**Exercise instructions**
Whenever a line in the data contains "sign", show that line.
>>>
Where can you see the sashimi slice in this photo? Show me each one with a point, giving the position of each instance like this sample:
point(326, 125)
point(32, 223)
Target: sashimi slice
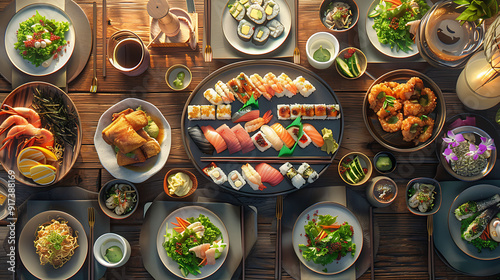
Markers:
point(269, 174)
point(244, 138)
point(316, 138)
point(214, 138)
point(233, 145)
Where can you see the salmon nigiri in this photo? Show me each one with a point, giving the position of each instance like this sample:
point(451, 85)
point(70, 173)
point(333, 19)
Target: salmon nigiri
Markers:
point(214, 138)
point(311, 131)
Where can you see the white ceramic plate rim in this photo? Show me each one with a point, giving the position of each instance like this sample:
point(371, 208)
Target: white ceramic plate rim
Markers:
point(28, 255)
point(344, 215)
point(230, 30)
point(51, 12)
point(186, 212)
point(107, 155)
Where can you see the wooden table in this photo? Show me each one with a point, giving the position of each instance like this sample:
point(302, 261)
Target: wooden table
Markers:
point(403, 237)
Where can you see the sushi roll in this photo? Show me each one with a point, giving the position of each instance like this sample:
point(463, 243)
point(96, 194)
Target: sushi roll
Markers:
point(283, 112)
point(260, 141)
point(304, 141)
point(245, 30)
point(212, 96)
point(320, 111)
point(207, 112)
point(307, 111)
point(272, 137)
point(295, 111)
point(194, 112)
point(260, 35)
point(272, 9)
point(235, 180)
point(256, 14)
point(275, 28)
point(308, 173)
point(333, 112)
point(200, 140)
point(304, 86)
point(223, 112)
point(218, 176)
point(237, 10)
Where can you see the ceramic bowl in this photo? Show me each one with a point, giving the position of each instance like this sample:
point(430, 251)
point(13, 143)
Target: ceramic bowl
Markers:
point(171, 76)
point(325, 40)
point(191, 176)
point(103, 196)
point(323, 11)
point(106, 241)
point(365, 163)
point(437, 196)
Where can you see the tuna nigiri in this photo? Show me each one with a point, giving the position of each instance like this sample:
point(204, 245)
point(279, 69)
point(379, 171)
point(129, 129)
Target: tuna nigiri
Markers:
point(244, 139)
point(311, 131)
point(233, 145)
point(252, 177)
point(214, 138)
point(269, 174)
point(283, 135)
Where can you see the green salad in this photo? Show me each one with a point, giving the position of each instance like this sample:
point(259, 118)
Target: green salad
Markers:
point(391, 17)
point(326, 240)
point(39, 38)
point(193, 243)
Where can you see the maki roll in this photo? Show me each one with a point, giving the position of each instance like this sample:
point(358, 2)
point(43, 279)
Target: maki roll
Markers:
point(261, 35)
point(271, 9)
point(275, 28)
point(256, 14)
point(200, 140)
point(236, 180)
point(218, 176)
point(245, 30)
point(308, 173)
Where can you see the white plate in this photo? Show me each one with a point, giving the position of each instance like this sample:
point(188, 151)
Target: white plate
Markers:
point(106, 153)
point(230, 29)
point(31, 259)
point(187, 212)
point(385, 48)
point(50, 12)
point(343, 215)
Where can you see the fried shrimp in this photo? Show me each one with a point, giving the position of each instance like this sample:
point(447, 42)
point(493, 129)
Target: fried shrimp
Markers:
point(411, 128)
point(377, 95)
point(391, 123)
point(426, 129)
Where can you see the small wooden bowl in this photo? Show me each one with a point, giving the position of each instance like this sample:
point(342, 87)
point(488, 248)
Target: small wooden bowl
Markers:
point(191, 176)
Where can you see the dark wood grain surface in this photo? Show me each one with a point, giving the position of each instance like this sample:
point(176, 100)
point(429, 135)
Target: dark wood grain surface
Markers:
point(403, 237)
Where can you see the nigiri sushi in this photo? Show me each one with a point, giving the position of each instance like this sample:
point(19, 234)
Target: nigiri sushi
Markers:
point(311, 131)
point(244, 138)
point(252, 177)
point(269, 174)
point(214, 138)
point(200, 140)
point(283, 134)
point(233, 145)
point(272, 137)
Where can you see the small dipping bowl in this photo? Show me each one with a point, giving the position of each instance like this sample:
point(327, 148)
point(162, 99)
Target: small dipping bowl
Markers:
point(382, 191)
point(106, 241)
point(171, 76)
point(383, 154)
point(363, 62)
point(191, 176)
point(102, 199)
point(365, 163)
point(437, 196)
point(325, 40)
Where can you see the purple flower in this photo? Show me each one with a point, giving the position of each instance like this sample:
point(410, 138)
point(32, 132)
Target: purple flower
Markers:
point(453, 139)
point(449, 155)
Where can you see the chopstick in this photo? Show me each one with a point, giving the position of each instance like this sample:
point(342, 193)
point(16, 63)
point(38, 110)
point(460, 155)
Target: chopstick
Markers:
point(310, 160)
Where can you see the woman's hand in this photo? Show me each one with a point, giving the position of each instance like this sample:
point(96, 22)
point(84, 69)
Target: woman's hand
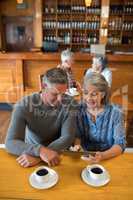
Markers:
point(76, 147)
point(26, 160)
point(93, 159)
point(49, 156)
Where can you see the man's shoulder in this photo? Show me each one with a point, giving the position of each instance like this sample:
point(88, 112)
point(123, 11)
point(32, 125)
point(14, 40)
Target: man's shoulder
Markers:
point(28, 100)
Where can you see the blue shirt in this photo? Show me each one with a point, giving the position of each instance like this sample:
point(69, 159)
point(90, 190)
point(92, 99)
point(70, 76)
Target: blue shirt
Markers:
point(106, 131)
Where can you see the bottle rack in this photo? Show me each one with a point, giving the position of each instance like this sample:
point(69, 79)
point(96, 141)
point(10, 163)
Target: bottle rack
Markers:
point(71, 23)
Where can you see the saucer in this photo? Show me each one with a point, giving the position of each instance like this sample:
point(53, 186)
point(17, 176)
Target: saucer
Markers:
point(93, 182)
point(53, 179)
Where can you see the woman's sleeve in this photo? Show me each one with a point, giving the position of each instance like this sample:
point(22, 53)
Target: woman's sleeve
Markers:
point(119, 129)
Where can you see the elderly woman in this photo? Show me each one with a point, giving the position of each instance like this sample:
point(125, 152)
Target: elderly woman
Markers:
point(100, 65)
point(100, 124)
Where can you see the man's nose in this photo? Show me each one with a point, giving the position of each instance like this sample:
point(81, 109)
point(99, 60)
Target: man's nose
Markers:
point(59, 97)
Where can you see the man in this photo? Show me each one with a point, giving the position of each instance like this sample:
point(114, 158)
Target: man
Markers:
point(43, 124)
point(66, 65)
point(100, 65)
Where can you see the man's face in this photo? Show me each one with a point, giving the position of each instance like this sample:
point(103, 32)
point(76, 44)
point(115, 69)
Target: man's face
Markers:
point(53, 93)
point(68, 63)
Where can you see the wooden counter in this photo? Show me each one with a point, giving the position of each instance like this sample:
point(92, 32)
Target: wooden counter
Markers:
point(14, 181)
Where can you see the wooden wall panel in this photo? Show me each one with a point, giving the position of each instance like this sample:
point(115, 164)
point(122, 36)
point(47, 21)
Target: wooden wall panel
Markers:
point(9, 8)
point(7, 80)
point(32, 70)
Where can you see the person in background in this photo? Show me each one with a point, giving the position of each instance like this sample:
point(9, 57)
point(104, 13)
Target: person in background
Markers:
point(100, 124)
point(66, 65)
point(43, 124)
point(100, 65)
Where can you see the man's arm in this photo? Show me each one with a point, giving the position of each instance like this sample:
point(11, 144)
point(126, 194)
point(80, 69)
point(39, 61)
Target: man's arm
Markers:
point(15, 140)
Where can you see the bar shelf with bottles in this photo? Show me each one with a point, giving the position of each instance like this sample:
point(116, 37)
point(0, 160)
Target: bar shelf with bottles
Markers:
point(120, 25)
point(71, 23)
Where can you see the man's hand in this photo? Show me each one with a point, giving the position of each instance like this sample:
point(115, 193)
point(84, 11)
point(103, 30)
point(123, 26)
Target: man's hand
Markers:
point(49, 156)
point(26, 160)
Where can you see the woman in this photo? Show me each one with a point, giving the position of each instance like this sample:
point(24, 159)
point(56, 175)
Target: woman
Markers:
point(99, 65)
point(100, 124)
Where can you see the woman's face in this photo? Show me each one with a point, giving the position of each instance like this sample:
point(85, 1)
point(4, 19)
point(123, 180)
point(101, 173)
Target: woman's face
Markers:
point(92, 97)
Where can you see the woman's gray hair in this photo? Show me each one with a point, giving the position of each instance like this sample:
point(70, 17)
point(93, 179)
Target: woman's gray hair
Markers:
point(102, 60)
point(66, 55)
point(100, 83)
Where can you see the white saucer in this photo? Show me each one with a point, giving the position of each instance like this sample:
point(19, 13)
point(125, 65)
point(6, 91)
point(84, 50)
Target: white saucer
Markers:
point(53, 179)
point(96, 183)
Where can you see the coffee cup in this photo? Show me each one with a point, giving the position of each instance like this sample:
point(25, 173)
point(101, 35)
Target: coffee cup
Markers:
point(95, 171)
point(41, 174)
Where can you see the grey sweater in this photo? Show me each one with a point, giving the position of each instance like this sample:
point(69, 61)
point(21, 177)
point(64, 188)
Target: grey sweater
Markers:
point(34, 124)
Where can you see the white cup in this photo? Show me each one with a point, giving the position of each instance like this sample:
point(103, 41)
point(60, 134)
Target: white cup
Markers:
point(96, 171)
point(41, 174)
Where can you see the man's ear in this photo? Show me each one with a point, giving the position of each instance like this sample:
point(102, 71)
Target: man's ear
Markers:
point(44, 85)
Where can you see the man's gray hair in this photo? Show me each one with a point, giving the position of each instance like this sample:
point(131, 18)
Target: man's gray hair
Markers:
point(66, 55)
point(55, 76)
point(100, 83)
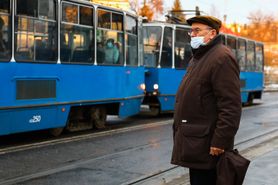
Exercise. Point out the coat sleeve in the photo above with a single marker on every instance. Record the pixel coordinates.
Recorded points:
(226, 87)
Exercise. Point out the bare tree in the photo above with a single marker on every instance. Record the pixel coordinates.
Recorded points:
(146, 11)
(176, 11)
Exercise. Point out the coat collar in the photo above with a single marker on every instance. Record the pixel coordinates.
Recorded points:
(198, 53)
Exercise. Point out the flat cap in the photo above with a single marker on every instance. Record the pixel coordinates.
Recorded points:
(207, 20)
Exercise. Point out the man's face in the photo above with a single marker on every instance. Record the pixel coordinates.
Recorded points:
(202, 30)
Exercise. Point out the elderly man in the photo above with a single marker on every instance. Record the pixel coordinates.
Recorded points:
(208, 103)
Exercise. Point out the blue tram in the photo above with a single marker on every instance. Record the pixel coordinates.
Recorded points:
(67, 64)
(250, 56)
(167, 52)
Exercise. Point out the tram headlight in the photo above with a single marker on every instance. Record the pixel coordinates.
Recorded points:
(155, 86)
(143, 86)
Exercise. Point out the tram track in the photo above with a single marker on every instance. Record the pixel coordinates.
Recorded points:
(82, 136)
(257, 146)
(159, 177)
(250, 147)
(74, 138)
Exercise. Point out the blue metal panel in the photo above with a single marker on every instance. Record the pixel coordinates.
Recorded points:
(253, 81)
(167, 103)
(130, 107)
(5, 122)
(75, 85)
(169, 80)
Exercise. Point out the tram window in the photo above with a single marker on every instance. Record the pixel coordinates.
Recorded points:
(86, 16)
(117, 22)
(132, 50)
(109, 47)
(27, 7)
(259, 57)
(241, 54)
(231, 43)
(5, 6)
(104, 19)
(131, 25)
(223, 39)
(183, 51)
(131, 41)
(36, 38)
(5, 36)
(250, 56)
(152, 41)
(70, 13)
(167, 48)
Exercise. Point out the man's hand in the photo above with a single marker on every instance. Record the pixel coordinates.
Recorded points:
(215, 151)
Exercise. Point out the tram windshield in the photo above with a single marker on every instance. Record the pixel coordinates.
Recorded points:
(152, 42)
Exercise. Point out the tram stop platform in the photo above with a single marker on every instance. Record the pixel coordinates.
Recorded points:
(262, 169)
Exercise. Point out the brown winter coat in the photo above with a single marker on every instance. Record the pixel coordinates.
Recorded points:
(208, 107)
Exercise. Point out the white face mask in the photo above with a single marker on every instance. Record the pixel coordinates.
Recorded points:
(196, 42)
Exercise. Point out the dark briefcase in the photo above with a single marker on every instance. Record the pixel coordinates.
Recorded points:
(231, 168)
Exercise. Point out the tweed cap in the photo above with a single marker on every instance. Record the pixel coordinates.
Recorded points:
(207, 20)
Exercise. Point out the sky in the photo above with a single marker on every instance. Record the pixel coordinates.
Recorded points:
(236, 10)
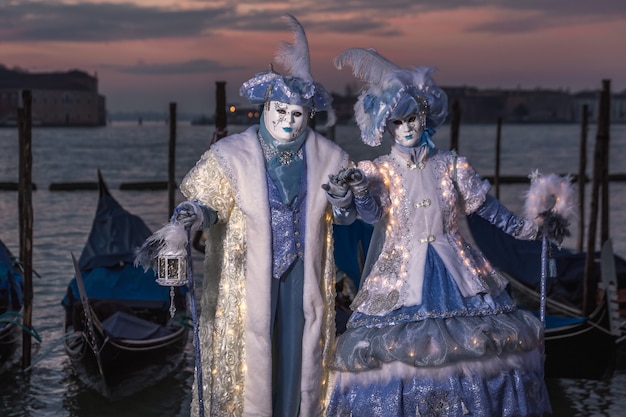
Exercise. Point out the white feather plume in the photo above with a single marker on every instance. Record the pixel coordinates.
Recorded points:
(295, 56)
(171, 238)
(549, 193)
(367, 65)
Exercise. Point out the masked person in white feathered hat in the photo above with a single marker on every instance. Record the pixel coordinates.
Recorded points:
(434, 332)
(267, 320)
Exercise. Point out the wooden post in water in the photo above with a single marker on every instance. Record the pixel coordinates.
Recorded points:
(455, 121)
(604, 129)
(582, 175)
(591, 282)
(26, 217)
(171, 165)
(496, 176)
(221, 130)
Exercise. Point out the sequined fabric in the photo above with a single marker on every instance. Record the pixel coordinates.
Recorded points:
(421, 210)
(433, 332)
(235, 317)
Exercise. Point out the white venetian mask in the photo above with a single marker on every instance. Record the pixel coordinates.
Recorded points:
(285, 122)
(407, 131)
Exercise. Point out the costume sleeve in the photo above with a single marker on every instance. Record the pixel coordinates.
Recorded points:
(471, 187)
(370, 203)
(207, 184)
(498, 215)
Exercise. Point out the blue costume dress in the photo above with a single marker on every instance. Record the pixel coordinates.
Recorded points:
(434, 332)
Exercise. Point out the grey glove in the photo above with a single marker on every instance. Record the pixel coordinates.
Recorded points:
(356, 179)
(335, 186)
(189, 214)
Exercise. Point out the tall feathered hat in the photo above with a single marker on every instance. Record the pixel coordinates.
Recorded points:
(298, 87)
(388, 89)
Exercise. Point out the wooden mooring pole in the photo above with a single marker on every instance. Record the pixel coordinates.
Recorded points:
(455, 122)
(582, 172)
(496, 176)
(600, 180)
(221, 119)
(171, 165)
(25, 207)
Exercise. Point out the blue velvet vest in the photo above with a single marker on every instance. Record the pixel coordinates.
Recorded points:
(288, 225)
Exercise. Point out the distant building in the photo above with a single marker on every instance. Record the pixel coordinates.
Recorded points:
(58, 98)
(513, 106)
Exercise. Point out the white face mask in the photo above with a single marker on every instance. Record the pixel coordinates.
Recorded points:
(407, 131)
(285, 122)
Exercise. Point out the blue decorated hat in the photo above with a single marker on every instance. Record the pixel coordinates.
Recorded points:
(298, 87)
(391, 93)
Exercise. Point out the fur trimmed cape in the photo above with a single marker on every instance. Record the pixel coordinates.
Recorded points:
(235, 320)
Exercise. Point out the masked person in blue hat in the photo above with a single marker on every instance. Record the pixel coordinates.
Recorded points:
(267, 321)
(434, 331)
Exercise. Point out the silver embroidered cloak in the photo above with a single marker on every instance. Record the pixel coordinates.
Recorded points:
(234, 325)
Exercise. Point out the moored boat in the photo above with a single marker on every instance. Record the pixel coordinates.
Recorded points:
(123, 331)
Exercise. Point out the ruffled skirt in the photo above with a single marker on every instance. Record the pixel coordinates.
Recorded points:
(449, 356)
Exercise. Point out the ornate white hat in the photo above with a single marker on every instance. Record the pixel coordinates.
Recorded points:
(388, 89)
(299, 87)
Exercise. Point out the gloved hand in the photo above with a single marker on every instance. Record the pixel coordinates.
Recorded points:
(555, 227)
(189, 214)
(356, 179)
(335, 186)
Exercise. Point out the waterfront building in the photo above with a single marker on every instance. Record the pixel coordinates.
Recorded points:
(58, 98)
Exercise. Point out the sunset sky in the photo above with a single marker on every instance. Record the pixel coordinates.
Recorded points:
(148, 53)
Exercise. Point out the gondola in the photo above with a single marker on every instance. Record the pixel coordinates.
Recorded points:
(11, 303)
(123, 331)
(576, 345)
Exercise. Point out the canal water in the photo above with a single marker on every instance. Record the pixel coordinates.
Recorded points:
(127, 152)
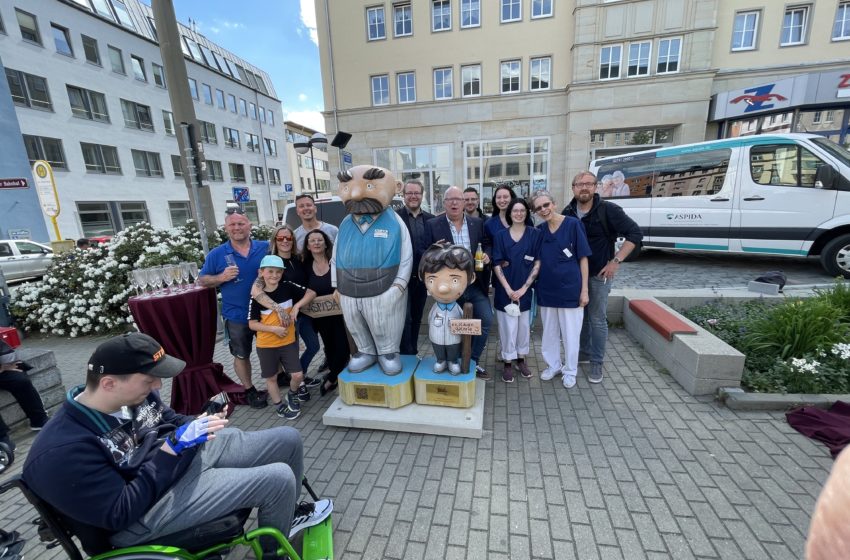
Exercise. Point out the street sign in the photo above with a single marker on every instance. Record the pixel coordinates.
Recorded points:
(13, 184)
(241, 194)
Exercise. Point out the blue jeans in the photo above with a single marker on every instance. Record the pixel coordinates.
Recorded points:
(594, 328)
(481, 309)
(310, 338)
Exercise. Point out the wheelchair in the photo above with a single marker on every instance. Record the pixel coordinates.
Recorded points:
(213, 541)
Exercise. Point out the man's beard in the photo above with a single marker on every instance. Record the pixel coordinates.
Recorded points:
(364, 206)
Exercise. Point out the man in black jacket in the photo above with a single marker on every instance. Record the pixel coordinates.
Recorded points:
(603, 222)
(414, 218)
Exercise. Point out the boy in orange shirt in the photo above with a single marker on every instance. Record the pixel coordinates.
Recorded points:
(277, 344)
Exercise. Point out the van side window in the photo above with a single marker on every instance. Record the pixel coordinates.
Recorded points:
(784, 165)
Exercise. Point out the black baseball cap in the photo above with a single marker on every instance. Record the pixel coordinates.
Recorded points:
(134, 353)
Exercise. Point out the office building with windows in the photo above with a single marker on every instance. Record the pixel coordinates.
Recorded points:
(527, 92)
(90, 96)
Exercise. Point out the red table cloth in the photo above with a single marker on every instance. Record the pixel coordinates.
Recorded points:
(185, 324)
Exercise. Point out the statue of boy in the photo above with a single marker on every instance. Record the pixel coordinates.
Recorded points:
(372, 261)
(446, 270)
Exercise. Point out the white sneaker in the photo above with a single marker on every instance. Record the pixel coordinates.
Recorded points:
(549, 373)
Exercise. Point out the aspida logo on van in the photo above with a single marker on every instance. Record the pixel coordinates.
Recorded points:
(684, 217)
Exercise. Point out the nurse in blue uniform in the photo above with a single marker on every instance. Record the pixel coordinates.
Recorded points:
(561, 287)
(516, 263)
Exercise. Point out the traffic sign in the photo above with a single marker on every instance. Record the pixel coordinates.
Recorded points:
(241, 194)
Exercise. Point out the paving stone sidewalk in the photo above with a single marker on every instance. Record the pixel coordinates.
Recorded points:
(632, 468)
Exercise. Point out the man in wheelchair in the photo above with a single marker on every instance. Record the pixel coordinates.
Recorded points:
(123, 469)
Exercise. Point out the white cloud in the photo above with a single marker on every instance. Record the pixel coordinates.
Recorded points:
(312, 119)
(308, 18)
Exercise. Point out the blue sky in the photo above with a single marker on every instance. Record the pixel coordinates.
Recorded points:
(278, 36)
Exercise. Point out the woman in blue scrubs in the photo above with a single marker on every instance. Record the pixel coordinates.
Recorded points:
(516, 263)
(561, 287)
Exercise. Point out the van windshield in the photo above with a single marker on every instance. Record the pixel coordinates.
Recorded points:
(833, 149)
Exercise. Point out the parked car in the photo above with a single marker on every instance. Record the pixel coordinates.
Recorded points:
(20, 258)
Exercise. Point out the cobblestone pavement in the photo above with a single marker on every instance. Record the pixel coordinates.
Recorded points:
(632, 468)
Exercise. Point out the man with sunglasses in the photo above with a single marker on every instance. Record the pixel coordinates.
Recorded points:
(603, 223)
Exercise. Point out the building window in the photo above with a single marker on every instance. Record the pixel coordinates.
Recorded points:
(403, 20)
(252, 142)
(794, 26)
(137, 115)
(406, 87)
(470, 13)
(180, 211)
(274, 176)
(669, 51)
(158, 74)
(511, 10)
(609, 62)
(443, 83)
(639, 59)
(257, 175)
(471, 80)
(237, 172)
(62, 40)
(168, 122)
(271, 147)
(745, 31)
(147, 164)
(441, 15)
(116, 59)
(541, 8)
(87, 104)
(101, 159)
(841, 27)
(28, 90)
(380, 90)
(138, 68)
(214, 172)
(90, 50)
(541, 73)
(48, 149)
(375, 23)
(511, 71)
(29, 26)
(208, 134)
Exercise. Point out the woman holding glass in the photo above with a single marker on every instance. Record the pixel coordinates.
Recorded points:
(516, 264)
(318, 249)
(561, 287)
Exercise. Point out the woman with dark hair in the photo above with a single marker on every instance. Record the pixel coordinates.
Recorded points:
(318, 249)
(516, 263)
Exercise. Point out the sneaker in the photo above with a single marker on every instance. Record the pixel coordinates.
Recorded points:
(308, 514)
(595, 375)
(312, 382)
(255, 398)
(549, 373)
(303, 393)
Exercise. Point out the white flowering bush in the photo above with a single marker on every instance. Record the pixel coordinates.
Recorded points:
(86, 292)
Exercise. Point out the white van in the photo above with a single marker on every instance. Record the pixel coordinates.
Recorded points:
(783, 194)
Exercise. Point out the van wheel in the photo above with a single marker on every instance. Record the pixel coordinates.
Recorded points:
(835, 257)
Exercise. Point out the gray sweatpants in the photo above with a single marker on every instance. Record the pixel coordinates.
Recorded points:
(236, 470)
<<<
**Exercise result**
Exercise. Point out the street sign in the photo above with a single marker on every instance. Record the pixel coordinates.
Exercise. Point out the traffic sign in the photo above with a single marker on every instance. Record the pixel coordinates.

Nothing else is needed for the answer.